Would you quote the material below in full and unchanged?

## START Data for this exercise

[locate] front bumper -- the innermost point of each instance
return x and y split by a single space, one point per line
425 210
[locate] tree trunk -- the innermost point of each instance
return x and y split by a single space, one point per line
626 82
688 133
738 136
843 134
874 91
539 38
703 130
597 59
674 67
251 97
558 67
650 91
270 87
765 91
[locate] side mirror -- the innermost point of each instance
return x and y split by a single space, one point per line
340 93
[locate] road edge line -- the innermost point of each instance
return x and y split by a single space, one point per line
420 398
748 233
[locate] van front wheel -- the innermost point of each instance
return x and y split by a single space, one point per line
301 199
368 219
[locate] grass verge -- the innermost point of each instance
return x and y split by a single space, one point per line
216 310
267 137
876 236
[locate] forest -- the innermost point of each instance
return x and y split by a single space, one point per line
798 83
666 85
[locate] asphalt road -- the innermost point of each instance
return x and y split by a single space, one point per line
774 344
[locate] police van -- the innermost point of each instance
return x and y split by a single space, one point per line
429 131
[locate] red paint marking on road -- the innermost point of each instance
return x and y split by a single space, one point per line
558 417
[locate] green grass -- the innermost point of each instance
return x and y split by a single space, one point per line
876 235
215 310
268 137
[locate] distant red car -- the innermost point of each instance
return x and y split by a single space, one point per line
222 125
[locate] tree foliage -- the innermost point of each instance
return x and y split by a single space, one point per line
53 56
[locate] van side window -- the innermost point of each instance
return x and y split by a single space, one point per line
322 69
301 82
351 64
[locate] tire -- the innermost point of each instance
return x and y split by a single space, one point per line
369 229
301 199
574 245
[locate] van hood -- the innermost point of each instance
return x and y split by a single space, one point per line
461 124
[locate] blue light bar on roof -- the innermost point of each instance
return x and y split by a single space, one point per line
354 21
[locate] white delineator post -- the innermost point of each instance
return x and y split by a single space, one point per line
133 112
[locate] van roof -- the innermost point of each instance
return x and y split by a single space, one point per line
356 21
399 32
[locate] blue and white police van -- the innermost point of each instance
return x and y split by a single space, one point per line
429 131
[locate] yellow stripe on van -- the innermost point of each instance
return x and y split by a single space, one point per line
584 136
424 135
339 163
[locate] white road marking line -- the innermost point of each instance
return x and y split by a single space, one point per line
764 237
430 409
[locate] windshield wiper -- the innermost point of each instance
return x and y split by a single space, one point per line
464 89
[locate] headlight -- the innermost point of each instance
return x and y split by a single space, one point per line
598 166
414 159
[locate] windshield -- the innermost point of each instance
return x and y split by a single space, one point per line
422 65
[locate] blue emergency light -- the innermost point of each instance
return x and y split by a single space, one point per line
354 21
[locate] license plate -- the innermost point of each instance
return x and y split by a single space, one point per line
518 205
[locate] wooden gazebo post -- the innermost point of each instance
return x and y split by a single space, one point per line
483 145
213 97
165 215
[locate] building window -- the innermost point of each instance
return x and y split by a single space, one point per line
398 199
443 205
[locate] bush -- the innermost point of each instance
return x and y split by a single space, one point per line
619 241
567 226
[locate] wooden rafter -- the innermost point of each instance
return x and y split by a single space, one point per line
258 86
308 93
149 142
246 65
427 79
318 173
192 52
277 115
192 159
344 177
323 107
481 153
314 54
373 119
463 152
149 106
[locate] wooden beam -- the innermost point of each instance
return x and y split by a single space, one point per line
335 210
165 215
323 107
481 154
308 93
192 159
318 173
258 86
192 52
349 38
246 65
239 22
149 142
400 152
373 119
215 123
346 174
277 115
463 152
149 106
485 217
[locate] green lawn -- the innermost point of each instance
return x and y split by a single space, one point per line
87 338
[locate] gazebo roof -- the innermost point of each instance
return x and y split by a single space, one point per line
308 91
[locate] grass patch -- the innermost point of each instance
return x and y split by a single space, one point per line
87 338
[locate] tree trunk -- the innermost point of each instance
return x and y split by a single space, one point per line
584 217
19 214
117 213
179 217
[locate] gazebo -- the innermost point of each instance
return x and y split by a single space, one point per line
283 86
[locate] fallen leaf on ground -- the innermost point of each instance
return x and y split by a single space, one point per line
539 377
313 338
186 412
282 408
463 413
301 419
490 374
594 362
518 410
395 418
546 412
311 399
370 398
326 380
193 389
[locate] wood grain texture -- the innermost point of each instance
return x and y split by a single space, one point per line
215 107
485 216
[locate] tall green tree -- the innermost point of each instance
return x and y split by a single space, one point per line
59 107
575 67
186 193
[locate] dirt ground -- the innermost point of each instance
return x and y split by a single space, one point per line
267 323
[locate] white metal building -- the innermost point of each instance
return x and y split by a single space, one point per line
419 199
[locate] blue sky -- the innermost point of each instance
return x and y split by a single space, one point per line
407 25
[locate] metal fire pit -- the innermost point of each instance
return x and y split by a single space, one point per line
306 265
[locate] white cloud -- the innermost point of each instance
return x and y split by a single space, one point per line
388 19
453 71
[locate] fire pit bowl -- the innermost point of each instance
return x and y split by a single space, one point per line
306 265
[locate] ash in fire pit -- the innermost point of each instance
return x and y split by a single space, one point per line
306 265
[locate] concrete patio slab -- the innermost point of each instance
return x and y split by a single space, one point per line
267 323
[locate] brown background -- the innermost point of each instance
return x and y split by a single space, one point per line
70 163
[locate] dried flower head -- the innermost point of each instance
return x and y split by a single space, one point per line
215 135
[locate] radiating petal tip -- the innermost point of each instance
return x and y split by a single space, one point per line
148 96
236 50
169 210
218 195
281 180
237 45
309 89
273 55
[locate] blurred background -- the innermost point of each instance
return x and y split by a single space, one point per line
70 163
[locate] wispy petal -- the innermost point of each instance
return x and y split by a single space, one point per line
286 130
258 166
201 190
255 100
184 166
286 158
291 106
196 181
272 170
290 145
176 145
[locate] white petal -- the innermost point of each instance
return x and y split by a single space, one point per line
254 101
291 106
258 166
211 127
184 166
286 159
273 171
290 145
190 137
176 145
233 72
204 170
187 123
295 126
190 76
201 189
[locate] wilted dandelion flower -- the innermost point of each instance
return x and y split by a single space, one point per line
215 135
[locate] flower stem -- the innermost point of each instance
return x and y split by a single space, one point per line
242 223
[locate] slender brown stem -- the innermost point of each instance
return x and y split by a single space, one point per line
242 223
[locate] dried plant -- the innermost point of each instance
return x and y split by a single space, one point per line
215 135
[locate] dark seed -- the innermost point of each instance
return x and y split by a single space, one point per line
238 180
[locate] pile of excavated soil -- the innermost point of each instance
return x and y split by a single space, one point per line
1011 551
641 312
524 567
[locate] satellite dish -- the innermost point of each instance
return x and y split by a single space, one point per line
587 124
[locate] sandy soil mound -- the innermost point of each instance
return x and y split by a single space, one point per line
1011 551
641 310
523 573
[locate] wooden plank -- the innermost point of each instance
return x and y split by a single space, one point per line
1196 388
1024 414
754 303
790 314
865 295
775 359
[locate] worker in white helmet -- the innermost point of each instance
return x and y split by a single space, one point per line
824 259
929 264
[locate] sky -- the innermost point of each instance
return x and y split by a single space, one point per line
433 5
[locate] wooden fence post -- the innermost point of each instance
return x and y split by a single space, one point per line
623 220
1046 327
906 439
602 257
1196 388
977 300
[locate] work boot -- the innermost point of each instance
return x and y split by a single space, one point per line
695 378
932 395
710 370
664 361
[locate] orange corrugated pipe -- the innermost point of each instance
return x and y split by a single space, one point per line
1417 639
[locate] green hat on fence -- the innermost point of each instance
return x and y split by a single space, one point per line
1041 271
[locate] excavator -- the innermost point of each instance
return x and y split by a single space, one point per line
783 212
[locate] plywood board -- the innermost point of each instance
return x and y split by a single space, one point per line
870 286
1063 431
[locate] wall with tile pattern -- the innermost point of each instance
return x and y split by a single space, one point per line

## END Data for this exercise

Exercise output:
[locate] front bumper -- the innermost point of each instance
return x and y split by a single space, one point per line
425 210
[locate] tree trunk -- the innermost point of each instance
return x and y split by a single space, one point per line
626 82
688 133
738 136
843 134
874 91
539 38
703 130
597 59
674 67
251 97
558 67
650 91
270 87
765 91
[locate] side mirror -- the innermost point of each instance
return x and y split by a single space, one point per line
340 93
[locate] road edge line -- the innermost point of each instance
return x and y split by a single space, one point per line
420 398
748 233
[locate] van front wheel -- the innermost point of each instance
return x and y split by a single space, one point per line
301 199
368 219
[locate] grass verge -- the innermost point of each instance
return x and y split by a single space, one point per line
216 310
267 137
876 236
[locate] forest -- the innermost point of each instance
return x and y split by a single space, one point per line
798 83
666 85
[locate] asphalt road -- the innermost point of each instance
return x and y split by a single space, one point per line
774 344
[locate] police van -- the innermost point of each instance
return x and y split by a single space, one point per line
429 131
[locate] red paint marking on road -- the innermost point of each instance
return x and y split by a single space, one point per line
558 417
[locate] green grass -- the innermost point of each instance
return x and y split by a single space, one point per line
876 235
215 310
268 137
[locate] distant red car -- the innermost point of each instance
return x and y split by a single space, one point per line
222 125
[locate] tree foliage -- the innermost point of each instance
return x and y split by a single space, one point per line
53 56
[locate] van side window -- the innermost point of each instance
return x and y split by a single space, one point per line
322 69
301 82
351 64
[locate] tire -- the innermost point of each instance
return x and y split by a single space, one point per line
369 229
301 199
574 245
[locate] van hood -- the innermost point of each instance
return x and y split by a single space, one point per line
461 124
[locate] blue light bar on roof -- the innermost point of each instance
return x and y split by a single space, one point per line
354 21
[locate] white delineator post -- the innermost point of each instance
return x and y split by a single space, one point per line
133 112
[locate] van roof -- the innermost point of each instance
return x and y split by a single space, one point per line
356 21
399 32
[locate] blue and white police van -- the innermost point of each instance
return x and y split by a single space, one point per line
429 131
[locate] yellow stripe on van -- the innermost point of each instance
return x and y split by a single space, one point per line
584 136
424 135
339 163
[locate] white road marking line -- the innermost point of each instance
return x and y split by a single space, one point per line
764 237
430 409
[locate] windshield wiper -- the innermost point of each instance
return x and y split by a single space, one point per line
464 89
[locate] headlight -- the innermost point of each instance
return x and y split by a single space, one point per line
598 166
414 159
[locate] windshield -- the innermost point of each instance
return x and y split by a single space, one point per line
422 65
[locate] blue emergency light -- the innermost point of each instance
return x and y split by a single space, one point per line
354 21
[locate] license plate -- the innermost point of each instance
return x and y split by a single space, one point per line
518 205
[locate] wooden gazebo post -- the innermost point of each instance
return x and y split by a single space, one point per line
483 145
213 97
165 215
[locate] building window -- the innermost point of each instance
return x and y split by a single space, one point per line
398 199
443 205
[locate] bush -- the innermost point of each instance
return x and y split by a single space, one point per line
619 241
567 226
[locate] wooden rafter -- the innermost point of each instance
return x and y split by a single space, one point per line
258 86
308 93
149 142
246 65
427 79
318 173
192 52
277 115
192 159
344 177
323 107
481 153
314 54
373 119
463 152
149 106
[locate] wooden beam -- the innermost point of each instance
return x and y split by a single space, one point per line
335 210
165 215
323 107
481 154
308 93
192 159
318 173
258 86
192 52
349 38
246 65
239 22
149 142
400 152
373 119
215 123
346 174
277 115
463 152
149 106
485 217
[locate] green lawn -- the innermost point of each instance
return x and y split by a single space, one point per line
87 338
[locate] gazebo roof -- the innermost point of each instance
return x and y split by a single space, one point per line
308 91
[locate] grass patch -- the innermost point of each instance
return x and y split by a single space, one point per line
87 338
[locate] tree trunk -- the innermost point of each instance
return x and y split by a single space, one point per line
584 217
19 214
117 213
179 217
[locate] gazebo -- the innermost point of each instance
return x and y split by a single space, one point per line
283 86
[locate] fallen leaf on ground -- the innermost point of each instance
return x and y split by a single space, one point per line
539 377
313 338
186 412
282 408
463 413
301 419
490 374
594 362
518 410
395 418
546 412
311 399
370 398
326 380
193 389
[locate] wood grain texture -- the innermost point of each instance
return x and y split by a single space, one point per line
215 107
485 216
[locate] tall green tree -- the innermost point of each instance
return x and y split by a single space, one point per line
59 107
575 67
186 193
[locate] dirt ground -- the innermost point of each instance
return x and y split by a single space, one point per line
267 323
[locate] white metal building -- the innermost point of each instance
return x and y split by a single space, one point per line
419 199
[locate] blue sky -- the innermost point of each instance
return x and y split by a single space, one point per line
407 25
[locate] metal fire pit -- the innermost point of each instance
return x and y split by a single space, one point per line
306 265
[locate] white cloud -- the innermost point of each instance
return x and y split by a single space, one point per line
388 19
453 71
[locate] fire pit bowl -- the innermost point of each instance
return x and y split by a single space, one point per line
306 265
[locate] ash in fire pit -- the innermost point of each instance
return x and y split by a single space, one point per line
306 265
[locate] concrete patio slab -- the innermost point of each instance
return x and y split by a single space, one point per line
267 323
[locate] brown background -- the innermost point of each instance
return x and y split by a single space, one point per line
70 163
[locate] dried flower head -- the innermost point of each instance
return x and y split by a single space, one point per line
215 135
[locate] radiating petal tip -- the innermost point of each instance
return x and y split by a single space, one point per line
148 96
236 50
169 210
218 195
281 180
237 45
309 89
273 55
[locate] blurred background -- the innermost point of each instance
return x and y split by a single space, one point per line
70 163
[locate] wispy petal -- the innermost point of each instance
return x and y split by a single space, one point per line
286 130
258 166
201 190
255 100
184 166
286 158
291 106
196 181
272 170
290 145
176 145
[locate] white petal -- the innermost point of each instance
return x and y split by a single space, one point per line
254 101
291 106
258 166
211 127
184 166
286 159
273 171
290 145
190 137
176 145
233 72
204 170
187 123
295 126
190 76
201 189
[locate] wilted dandelion flower -- the innermost point of each instance
return x and y split by a single space, one point per line
215 135
[locate] flower stem -- the innermost point of each instance
return x and y split by a single space, one point per line
242 223
[locate] slender brown stem -- the innermost point of each instance
return x and y split by a single space, one point per line
242 223
[locate] dried plant -- the innermost point of each instance
return x and y split by a single space, one point per line
215 135
[locate] dark seed -- the innermost point of each instance
return x and y split by a single space, one point per line
238 180
[locate] pile of excavated soil -- the innermost point of each instance
return x and y split by a single space, one point per line
1011 551
641 312
524 567
[locate] satellite dish -- the innermost point of each instance
return x and y split by a single space, one point per line
587 124
[locate] sandy soil mound -- the innermost point of each instance
return x and y split by a single space, one point per line
1011 551
641 310
523 573
[locate] wooden plank -- the innermost point of each instance
return x and y split by a single space, one point per line
1196 388
1024 414
754 303
790 314
865 295
775 359
[locate] worker in white helmet -- the innermost point of each instance
return x and y split by a single space, one point per line
824 259
929 264
[locate] sky -- the innermost point of each instance
return x and y split by a single space, one point per line
433 5
[locate] wooden fence post -- the innermost point of each instance
return x and y split by a single space, one point per line
623 220
1046 327
906 439
602 257
1196 388
977 300
[locate] work boot -- the innermost point of each instance
return x and y split by a single space, one point per line
695 378
932 395
710 370
664 361
[locate] orange corrugated pipe -- the innermost point of each instance
return x and y split by a single space, one point per line
1417 639
[locate] green hat on fence -- the innermost point of each instance
return x and y split by a single space, one point per line
1041 271
[locate] excavator -- the innermost point of each instance
return x and y split by a single space, one point per line
783 212
[locate] plywood board -- the innermost point of each instance
return x and y split by a single space, one point per line
870 286
1063 431
[locate] wall with tile pattern -- the innermost point of each instance
return x and y split by a single space, one point per line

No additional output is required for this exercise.